Task to carry out:
Check each statement against the Andy Warhol book review below and answer yes or no, quoting the words from the review that decide it.
1. During his life, Warhol was seen more as a figure of reverence than as a curiosity.
2. Filmmaker is one of the roles the review gives Warhol.
3. The reviewer thinks everybody should know at least a little about Warhol.

Source document:
◇ ◇ ◇ ◇

BOOK REVIEW: ANDY WARHOL
Andy Warhol - Penguin Lives
Wayne Koestenbaum
Penguin Lives, Lipper/Viking ~ 2001
$21.95
Warhol is one of the most written-about artists of the 20th century. Though viewed more a curiosity during his life than a figure of reverence, he has attained supra-mythical status over the last 20 years. His "pop" attitudes permeate all of Western culture, while the vapid reproducibility and clinical impersonality of some of his works invites ready comparisons with an automatized mass society. He was a printmaker, photographer, impresario, critic, celebrity, filmmaker, painter, sculptor, performance guru, and actor. Foes denounced (and continue to denounce) his utter break with previous artistic traditions, while his defenders support how he miraculously made a crisis-in-originality into the
most original body of work of the 20th century. My own view is that Warhol and subsequent Warholia is inescapable, for better or worse, and that everybody - from children in elementary school up through your Grannie - ought to at least know a little something about Warhol.

◇ ◇ ◇ ◇

Data for analysis:
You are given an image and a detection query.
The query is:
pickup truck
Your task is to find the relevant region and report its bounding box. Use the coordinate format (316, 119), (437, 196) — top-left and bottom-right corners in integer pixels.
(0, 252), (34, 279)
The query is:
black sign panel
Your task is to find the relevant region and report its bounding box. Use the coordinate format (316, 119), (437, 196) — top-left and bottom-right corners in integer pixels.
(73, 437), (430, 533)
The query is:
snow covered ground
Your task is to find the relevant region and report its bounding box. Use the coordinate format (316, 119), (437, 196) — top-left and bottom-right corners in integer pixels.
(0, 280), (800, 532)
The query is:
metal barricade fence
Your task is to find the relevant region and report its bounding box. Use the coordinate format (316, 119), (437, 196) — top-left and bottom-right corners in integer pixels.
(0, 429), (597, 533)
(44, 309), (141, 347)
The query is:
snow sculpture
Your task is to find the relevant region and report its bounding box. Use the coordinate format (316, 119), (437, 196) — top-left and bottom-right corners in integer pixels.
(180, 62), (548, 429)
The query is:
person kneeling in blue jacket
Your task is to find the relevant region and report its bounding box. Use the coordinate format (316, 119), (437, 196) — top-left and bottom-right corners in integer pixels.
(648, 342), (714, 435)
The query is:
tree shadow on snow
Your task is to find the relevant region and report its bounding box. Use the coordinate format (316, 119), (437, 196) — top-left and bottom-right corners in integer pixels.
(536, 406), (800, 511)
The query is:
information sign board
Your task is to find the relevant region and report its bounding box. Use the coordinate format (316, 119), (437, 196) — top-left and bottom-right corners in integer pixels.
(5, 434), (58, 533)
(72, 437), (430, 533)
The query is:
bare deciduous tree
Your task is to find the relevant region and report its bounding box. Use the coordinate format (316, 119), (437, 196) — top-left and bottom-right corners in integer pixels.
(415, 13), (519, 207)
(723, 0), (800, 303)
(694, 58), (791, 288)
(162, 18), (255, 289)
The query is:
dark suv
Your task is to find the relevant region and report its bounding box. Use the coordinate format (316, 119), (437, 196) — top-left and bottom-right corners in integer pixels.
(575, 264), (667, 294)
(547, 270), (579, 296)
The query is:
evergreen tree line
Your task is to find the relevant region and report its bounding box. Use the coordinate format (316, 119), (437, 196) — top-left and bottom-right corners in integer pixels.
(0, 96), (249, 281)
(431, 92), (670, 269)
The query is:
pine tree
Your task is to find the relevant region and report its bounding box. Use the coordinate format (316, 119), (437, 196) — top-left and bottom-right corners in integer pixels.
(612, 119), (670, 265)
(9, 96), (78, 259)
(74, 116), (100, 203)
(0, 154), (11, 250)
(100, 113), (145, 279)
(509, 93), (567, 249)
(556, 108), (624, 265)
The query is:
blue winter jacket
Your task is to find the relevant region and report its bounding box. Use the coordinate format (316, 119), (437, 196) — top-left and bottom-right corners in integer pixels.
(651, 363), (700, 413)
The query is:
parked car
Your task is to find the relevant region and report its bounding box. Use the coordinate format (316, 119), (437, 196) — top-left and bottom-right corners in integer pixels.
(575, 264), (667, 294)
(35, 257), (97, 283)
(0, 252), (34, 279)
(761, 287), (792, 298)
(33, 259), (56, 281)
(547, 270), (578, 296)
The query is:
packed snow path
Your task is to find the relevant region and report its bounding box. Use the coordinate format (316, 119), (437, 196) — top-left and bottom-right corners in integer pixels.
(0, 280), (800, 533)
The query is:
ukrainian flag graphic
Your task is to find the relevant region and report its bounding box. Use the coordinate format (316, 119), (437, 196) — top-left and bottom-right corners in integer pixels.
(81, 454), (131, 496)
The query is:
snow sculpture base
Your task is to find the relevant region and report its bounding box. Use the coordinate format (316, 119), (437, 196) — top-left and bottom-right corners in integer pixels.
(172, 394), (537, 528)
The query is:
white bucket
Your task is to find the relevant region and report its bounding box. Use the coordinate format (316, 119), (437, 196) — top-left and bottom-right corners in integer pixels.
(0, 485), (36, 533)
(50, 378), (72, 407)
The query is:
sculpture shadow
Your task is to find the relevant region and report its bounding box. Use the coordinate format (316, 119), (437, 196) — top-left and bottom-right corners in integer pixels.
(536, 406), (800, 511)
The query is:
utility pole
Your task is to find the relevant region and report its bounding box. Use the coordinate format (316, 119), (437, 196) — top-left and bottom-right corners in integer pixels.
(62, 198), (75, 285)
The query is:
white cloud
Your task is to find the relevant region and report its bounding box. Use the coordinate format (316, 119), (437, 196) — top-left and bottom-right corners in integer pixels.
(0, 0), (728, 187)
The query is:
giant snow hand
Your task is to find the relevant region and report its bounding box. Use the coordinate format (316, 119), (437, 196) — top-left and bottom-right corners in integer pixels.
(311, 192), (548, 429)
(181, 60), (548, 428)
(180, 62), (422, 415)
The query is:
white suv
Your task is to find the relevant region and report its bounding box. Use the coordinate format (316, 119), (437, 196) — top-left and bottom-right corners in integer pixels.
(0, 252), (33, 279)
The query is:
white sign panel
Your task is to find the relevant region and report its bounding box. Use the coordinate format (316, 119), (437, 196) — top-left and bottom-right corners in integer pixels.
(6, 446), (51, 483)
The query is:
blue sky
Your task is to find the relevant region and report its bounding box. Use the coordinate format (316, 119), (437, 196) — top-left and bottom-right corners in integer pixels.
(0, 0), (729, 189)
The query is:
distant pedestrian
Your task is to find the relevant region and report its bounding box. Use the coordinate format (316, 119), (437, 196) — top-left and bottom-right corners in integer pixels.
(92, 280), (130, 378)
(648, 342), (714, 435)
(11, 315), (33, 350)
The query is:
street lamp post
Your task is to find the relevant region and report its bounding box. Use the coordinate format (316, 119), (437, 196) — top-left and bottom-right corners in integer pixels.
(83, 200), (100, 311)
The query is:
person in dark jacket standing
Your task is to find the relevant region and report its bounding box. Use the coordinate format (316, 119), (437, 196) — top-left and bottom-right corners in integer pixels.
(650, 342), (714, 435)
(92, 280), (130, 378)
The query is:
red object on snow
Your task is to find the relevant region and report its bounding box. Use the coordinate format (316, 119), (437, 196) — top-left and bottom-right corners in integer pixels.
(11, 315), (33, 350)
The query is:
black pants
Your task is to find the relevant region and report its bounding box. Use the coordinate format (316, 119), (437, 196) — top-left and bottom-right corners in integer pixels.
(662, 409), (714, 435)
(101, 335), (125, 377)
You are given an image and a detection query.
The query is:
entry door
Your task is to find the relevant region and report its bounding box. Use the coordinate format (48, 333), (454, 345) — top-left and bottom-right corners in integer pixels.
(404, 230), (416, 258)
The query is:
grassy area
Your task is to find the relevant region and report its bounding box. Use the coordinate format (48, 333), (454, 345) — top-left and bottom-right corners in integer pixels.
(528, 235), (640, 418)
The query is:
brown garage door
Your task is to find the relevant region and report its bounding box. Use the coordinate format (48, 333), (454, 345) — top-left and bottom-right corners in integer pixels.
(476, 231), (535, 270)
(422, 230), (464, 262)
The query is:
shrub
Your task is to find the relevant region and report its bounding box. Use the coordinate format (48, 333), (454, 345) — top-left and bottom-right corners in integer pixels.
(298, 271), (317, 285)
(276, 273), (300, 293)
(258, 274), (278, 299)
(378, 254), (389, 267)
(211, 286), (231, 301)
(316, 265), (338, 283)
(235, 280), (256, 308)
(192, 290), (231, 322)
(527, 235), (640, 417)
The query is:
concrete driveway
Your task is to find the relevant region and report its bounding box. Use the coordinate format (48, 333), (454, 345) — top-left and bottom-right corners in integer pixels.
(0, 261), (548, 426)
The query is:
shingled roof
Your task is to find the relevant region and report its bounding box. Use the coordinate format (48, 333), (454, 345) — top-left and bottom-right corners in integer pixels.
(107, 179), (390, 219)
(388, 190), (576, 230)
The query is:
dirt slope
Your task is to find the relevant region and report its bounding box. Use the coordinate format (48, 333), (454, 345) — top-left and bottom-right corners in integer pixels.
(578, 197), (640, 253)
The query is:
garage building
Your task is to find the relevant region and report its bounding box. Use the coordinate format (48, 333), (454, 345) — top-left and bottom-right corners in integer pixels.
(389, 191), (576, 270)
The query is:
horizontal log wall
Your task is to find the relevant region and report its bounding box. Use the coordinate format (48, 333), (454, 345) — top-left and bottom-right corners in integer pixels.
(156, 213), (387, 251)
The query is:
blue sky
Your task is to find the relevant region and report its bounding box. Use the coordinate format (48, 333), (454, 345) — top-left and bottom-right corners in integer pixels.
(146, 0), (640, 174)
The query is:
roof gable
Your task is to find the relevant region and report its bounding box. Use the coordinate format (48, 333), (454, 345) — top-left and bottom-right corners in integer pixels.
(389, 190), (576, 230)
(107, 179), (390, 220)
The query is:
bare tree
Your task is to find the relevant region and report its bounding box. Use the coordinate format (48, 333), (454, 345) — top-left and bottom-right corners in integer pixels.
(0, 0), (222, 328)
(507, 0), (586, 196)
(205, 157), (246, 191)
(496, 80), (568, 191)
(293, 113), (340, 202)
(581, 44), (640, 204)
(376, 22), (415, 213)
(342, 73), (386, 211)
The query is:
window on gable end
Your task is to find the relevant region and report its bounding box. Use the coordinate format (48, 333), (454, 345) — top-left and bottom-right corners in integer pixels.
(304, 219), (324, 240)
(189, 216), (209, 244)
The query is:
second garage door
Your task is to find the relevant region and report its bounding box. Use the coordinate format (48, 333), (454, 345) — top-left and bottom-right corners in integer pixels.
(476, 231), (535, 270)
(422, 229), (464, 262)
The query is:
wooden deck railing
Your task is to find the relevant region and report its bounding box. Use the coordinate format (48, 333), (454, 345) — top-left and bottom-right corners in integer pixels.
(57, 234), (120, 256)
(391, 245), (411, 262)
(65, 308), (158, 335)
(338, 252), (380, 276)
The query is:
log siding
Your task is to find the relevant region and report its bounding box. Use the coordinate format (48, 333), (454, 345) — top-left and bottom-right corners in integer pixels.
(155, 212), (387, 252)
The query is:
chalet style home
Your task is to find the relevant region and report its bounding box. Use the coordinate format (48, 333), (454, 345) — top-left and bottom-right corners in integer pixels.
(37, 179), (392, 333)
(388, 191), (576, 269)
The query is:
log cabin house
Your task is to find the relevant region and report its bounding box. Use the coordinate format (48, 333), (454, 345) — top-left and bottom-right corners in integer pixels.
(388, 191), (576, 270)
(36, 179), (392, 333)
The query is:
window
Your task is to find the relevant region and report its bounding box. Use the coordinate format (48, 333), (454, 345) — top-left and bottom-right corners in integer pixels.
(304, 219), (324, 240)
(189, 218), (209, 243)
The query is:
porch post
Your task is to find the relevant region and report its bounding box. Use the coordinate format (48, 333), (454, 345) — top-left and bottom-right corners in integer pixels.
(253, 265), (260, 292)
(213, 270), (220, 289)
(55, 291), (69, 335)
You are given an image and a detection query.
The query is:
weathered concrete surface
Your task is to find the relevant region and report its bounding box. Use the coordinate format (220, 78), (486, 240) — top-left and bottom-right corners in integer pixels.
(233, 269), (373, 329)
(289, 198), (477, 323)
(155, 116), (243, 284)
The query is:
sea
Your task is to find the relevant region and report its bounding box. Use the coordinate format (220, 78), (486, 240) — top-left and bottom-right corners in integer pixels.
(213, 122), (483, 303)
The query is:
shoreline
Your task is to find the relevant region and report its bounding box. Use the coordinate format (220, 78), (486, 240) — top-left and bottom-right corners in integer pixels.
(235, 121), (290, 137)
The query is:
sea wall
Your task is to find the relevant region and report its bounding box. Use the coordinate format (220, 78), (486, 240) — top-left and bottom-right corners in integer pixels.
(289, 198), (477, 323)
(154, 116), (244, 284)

◇ ◇ ◇ ◇

Response to this exercise:
1. No: "Though viewed more a curiosity during his life than a figure of reverence"
2. Yes: "He was a printmaker, photographer, impresario, critic, celebrity, filmmaker, painter, sculptor, performance guru, and actor."
3. Yes: "everybody - from children in elementary school up through your Grannie - ought to at least know a little something about Warhol."